=== SELECTED EXCERPT ===

My daughter took half a day from work. She curled up with a migraine and threw up for a few hours in her darkened bedroom. And then she got up. She went back to work caring for the thirteen other women in her sober home.

If there is a eulogy I hope it foregoes words of peace and instead honors the struggle. An exhausting struggle that can only be endured with ridiculous amounts of love. And even then, many don’t make it. It’s hard to find peace in that.

Surrender

Twelve years. It’s taken me twelve long years to move the word “surrender” from the abstract idea column to the action column. Surrender has become an action, rather than the absence of action. It has moved columns because I have learned it is, by far, the hardest thing to do.

I have had some success with raising the white flag. I no longer have any preconceived notion of catching a thrown ball or successfully geolocating my way home from, basically, anywhere. But surrendering to the fact that I can not stop my own child from illegal drug use – that is heart-smashingly difficult. But reality keeps reminding me. I can not stop her from calling her drug dealer when she is overly anxious. I can not stop her from spending all of her savings, and neglecting car payments, rent, insurance and credit card bills – leaving her penniless (and sometimes homeless) time and time again. I can’t stop her from choosing to smoke crack because her sublocade shot prevents an opiate high. I can’t stop her from laying in bed for days on end after buying designer benzodiazepines from dark web shopping malls. I can not stop her from slowly – or quickly – killing herself. I want to stop her. There is nothing more that I want to stop.

=== DATA EXTRACTS ===

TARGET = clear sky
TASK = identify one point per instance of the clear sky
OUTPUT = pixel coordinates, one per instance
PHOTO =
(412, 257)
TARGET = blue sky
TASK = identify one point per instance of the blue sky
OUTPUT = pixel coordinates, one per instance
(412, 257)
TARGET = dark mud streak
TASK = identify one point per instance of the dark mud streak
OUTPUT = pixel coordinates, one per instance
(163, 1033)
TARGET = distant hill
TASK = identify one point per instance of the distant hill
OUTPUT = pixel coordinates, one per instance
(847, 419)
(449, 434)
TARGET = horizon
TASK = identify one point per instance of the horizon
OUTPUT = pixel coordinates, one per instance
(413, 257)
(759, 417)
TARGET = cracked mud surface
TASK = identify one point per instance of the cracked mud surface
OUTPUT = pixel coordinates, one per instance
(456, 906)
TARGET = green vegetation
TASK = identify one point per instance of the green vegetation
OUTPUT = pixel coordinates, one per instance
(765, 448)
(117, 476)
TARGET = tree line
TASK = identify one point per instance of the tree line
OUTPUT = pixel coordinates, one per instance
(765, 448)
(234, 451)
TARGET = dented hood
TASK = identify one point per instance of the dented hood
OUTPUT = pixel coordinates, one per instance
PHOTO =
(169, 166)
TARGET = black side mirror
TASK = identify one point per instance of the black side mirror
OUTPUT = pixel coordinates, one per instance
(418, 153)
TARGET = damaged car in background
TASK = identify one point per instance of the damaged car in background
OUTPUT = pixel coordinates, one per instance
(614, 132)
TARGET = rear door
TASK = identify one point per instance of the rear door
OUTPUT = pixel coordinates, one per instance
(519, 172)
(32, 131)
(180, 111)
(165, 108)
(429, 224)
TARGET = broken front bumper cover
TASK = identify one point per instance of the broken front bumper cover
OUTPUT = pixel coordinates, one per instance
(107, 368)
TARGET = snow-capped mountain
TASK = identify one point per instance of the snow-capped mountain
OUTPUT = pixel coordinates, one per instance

===

▶ PROBLEM A:
Retype everything in the passage on surrender from "My daughter took" down to "thing to do.".
▶ PROBLEM B:
According to the passage on surrender, why has the word "surrender" moved from the abstract idea column to the action column?
The records are independent material and have no connection to the passage on surrender.

▶ EXERCISE RESULT A:
My daughter took half a day from work. She curled up with a migraine and threw up for a few hours in her darkened bedroom. And then she got up. She went back to work caring for the thirteen other women in her sober home.

If there is a eulogy I hope it foregoes words of peace and instead honors the struggle. An exhausting struggle that can only be endured with ridiculous amounts of love. And even then, many don’t make it. It’s hard to find peace in that.

Surrender

Twelve years. It’s taken me twelve long years to move the word “surrender” from the abstract idea column to the action column. Surrender has become an action, rather than the absence of action. It has moved columns because I have learned it is, by far, the hardest thing to do.

▶ EXERCISE RESULT B:
It moved because the writer has learned that surrender is, by far, the hardest thing to do. Surrender has therefore become an action rather than the absence of action.